**** Data to process
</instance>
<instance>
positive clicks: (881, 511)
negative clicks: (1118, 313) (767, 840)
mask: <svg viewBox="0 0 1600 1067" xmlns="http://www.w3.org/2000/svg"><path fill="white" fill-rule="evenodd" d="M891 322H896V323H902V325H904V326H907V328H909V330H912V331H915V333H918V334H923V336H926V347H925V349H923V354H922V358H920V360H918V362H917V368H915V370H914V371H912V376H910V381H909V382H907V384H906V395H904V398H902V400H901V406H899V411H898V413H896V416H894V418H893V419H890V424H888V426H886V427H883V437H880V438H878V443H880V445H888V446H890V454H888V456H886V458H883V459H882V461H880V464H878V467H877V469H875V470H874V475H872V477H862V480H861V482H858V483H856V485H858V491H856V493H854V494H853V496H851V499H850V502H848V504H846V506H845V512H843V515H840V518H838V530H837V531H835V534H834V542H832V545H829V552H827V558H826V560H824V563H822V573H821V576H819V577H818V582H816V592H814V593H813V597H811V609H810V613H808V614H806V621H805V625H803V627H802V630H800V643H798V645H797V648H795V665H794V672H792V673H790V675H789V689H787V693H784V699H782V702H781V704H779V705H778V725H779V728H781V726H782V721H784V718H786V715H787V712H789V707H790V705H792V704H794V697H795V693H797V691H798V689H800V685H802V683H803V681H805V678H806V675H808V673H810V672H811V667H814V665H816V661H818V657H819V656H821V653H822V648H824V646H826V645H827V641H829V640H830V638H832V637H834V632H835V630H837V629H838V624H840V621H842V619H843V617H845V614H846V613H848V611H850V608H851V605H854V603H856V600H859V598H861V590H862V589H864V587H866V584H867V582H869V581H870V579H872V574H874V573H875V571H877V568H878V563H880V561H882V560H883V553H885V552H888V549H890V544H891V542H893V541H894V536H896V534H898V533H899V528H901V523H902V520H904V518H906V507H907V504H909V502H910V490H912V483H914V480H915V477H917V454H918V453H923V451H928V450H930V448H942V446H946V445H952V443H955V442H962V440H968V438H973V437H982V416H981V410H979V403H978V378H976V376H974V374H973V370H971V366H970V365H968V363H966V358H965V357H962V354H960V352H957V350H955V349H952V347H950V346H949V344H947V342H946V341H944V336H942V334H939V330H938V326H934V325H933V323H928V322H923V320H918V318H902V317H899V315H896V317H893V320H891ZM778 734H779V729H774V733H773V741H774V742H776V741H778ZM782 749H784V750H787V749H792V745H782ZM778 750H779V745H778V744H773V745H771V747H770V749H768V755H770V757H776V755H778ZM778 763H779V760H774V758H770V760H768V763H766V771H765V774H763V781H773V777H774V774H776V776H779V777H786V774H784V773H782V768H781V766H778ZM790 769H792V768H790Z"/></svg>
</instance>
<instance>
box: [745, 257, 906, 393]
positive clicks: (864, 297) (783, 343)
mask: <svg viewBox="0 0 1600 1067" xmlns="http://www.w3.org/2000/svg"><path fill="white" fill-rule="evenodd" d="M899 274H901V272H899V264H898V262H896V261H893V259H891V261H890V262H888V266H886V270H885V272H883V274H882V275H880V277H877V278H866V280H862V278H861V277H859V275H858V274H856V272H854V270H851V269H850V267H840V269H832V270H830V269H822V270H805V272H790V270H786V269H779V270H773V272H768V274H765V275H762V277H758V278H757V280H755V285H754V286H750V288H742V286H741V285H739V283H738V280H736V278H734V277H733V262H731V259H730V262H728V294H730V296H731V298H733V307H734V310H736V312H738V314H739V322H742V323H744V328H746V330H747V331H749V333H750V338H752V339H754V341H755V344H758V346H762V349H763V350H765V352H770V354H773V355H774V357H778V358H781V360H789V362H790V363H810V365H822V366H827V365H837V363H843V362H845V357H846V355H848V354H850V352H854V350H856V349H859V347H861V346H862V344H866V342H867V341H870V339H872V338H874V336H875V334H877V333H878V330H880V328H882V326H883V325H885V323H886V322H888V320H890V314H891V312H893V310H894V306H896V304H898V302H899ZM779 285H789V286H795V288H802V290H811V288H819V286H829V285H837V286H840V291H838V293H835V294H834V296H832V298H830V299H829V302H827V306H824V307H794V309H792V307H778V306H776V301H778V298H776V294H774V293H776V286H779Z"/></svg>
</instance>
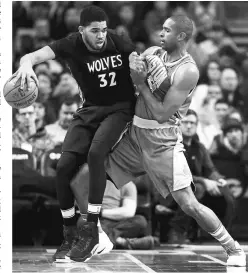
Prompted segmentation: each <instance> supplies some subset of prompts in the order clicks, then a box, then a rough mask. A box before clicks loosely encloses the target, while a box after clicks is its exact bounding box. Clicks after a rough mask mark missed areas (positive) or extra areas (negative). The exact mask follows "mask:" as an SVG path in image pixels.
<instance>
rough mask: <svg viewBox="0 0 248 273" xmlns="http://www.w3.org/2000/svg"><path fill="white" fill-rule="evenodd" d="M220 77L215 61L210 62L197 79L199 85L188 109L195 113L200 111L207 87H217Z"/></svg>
********
**Work to complete**
Please reproduce all of the entries above word for word, leaving out the pictures.

**Solution to the exercise**
</instance>
<instance>
positive clicks: (881, 511)
negative clicks: (1118, 313) (767, 840)
mask: <svg viewBox="0 0 1600 1067" xmlns="http://www.w3.org/2000/svg"><path fill="white" fill-rule="evenodd" d="M891 322H896V323H902V325H904V326H907V328H909V330H912V331H915V333H918V334H923V336H926V347H925V349H923V354H922V358H920V360H918V362H917V368H915V370H914V371H912V376H910V381H909V382H907V384H906V395H904V398H902V400H901V406H899V411H898V413H896V416H894V418H893V419H890V424H888V426H886V427H883V437H880V438H878V443H880V445H888V446H890V454H888V456H886V458H883V459H882V461H880V464H878V467H877V469H875V470H874V475H872V477H862V480H861V482H858V483H856V485H858V491H856V493H854V494H853V496H851V499H850V502H848V504H846V506H845V512H843V515H840V518H838V530H837V531H835V534H834V542H832V545H829V552H827V558H826V560H824V563H822V573H821V576H819V577H818V582H816V592H814V593H813V597H811V609H810V613H808V614H806V621H805V625H803V627H802V630H800V643H798V645H797V648H795V665H794V672H792V673H790V675H789V689H787V693H784V699H782V702H781V704H779V705H778V725H779V728H781V726H782V721H784V718H786V715H787V712H789V707H790V705H792V704H794V697H795V693H797V691H798V689H800V685H802V683H803V681H805V678H806V675H808V673H810V672H811V667H814V665H816V661H818V657H819V656H821V653H822V648H824V646H826V645H827V641H829V640H830V638H832V637H834V632H835V630H837V629H838V624H840V621H842V619H843V617H845V614H846V613H848V611H850V608H851V605H854V603H856V600H859V598H861V590H862V589H864V587H866V584H867V582H869V581H870V579H872V574H874V573H875V571H877V568H878V563H880V561H882V560H883V553H885V552H888V549H890V544H891V542H893V541H894V536H896V534H898V533H899V528H901V523H902V520H904V518H906V507H907V504H909V502H910V490H912V483H914V480H915V477H917V454H918V453H923V451H928V450H930V448H942V446H946V445H952V443H955V442H962V440H968V438H973V437H982V416H981V410H979V403H978V378H976V376H974V374H973V370H971V366H970V365H968V363H966V358H965V357H962V354H960V352H957V350H955V349H952V347H950V346H949V344H947V342H946V341H944V336H942V334H939V330H938V326H934V325H933V323H928V322H923V320H918V318H902V317H899V315H896V317H893V320H891ZM778 734H779V729H774V733H773V741H774V742H776V741H778ZM782 749H784V750H787V749H792V745H782ZM778 750H779V745H778V744H773V745H771V747H770V749H768V755H770V757H776V755H778ZM778 763H779V760H774V758H770V760H768V763H766V771H765V774H763V781H773V777H774V774H776V776H779V777H786V774H784V773H782V768H781V766H778ZM790 769H792V768H790Z"/></svg>
</instance>
<instance>
box: [745, 257, 906, 393]
positive clicks: (864, 297) (783, 343)
mask: <svg viewBox="0 0 1600 1067" xmlns="http://www.w3.org/2000/svg"><path fill="white" fill-rule="evenodd" d="M899 274H901V272H899V264H898V262H896V261H893V259H891V261H890V262H888V266H886V270H885V272H883V274H882V275H880V277H877V278H866V280H862V278H861V277H859V275H858V274H856V272H854V270H851V269H850V267H840V269H832V270H830V269H822V270H805V272H790V270H786V269H779V270H773V272H768V274H765V275H762V277H758V278H757V280H755V285H754V286H750V288H742V286H741V285H739V283H738V280H736V278H734V277H733V262H731V259H730V262H728V294H730V296H731V298H733V307H734V310H736V312H738V314H739V322H742V323H744V328H746V330H747V331H749V333H750V338H752V339H754V341H755V344H758V346H762V349H763V350H765V352H770V354H773V355H774V357H778V358H781V360H789V362H790V363H810V365H822V366H827V365H837V363H843V362H845V357H846V355H848V354H850V352H854V350H856V349H859V347H861V346H862V344H866V342H867V341H870V339H872V338H874V336H875V334H877V333H878V330H880V328H882V326H883V325H885V323H886V322H888V320H890V314H891V312H893V310H894V306H896V304H898V302H899ZM779 285H789V286H795V288H802V290H811V288H819V286H829V285H837V286H840V291H838V293H835V294H834V296H832V298H830V299H829V302H827V306H824V307H794V309H792V307H778V306H776V301H778V298H776V294H774V293H776V286H779Z"/></svg>
</instance>
Prompted segmentation: each <instance> supplies some subset of prompts in the order clicks, then a box, then a rough mask. A box before clicks loosely encloses the target, while a box after clicks is its exact bounding box. Clicks after a rough mask mark missed areas (positive) or extra areas (negative). The exact mask follows "mask:" as an SVG path in image pixels.
<instance>
rough mask: <svg viewBox="0 0 248 273" xmlns="http://www.w3.org/2000/svg"><path fill="white" fill-rule="evenodd" d="M220 77L215 61L210 62L197 79L199 85L188 109L195 113L200 111L207 87H217Z"/></svg>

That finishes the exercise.